- WHAT YOU HAVE TO DO -
List every line in the rows that follow that contains the word "below", and copy each one in full. Case counts.

- LISTING -
* * * *

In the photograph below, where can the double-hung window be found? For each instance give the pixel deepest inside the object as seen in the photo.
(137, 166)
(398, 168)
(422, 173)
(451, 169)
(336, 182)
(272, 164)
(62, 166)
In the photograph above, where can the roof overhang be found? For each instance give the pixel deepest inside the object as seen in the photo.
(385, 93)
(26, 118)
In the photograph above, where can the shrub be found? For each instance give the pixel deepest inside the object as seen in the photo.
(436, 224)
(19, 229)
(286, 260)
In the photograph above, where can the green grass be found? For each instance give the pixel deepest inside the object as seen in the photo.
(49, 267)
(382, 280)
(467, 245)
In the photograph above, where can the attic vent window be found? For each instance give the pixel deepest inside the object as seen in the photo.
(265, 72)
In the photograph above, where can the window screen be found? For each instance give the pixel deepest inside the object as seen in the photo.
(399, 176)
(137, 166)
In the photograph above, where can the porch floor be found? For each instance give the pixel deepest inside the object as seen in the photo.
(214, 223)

* * * *

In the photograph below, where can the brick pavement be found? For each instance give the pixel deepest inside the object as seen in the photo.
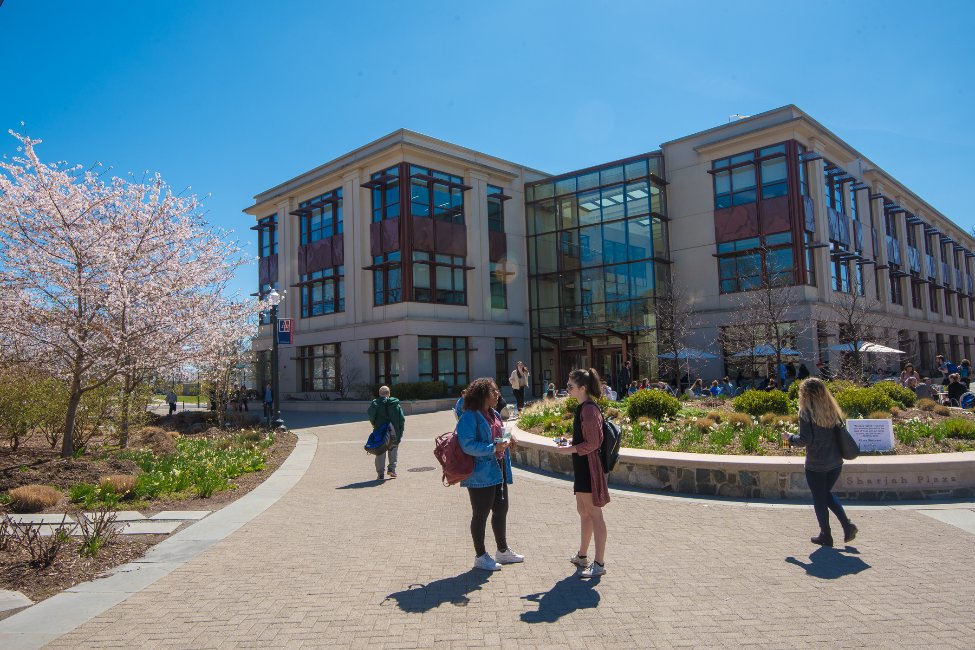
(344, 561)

* * * *

- RESULT OF THIS EXERCISE -
In the photograph below, where can the double-hung window be found? For each instance give the pixel deepest inside the object as seen in the photo.
In the photograph below, where can the brick pavement be found? For each instance give the pixel deepest inside the object as seen in the photo.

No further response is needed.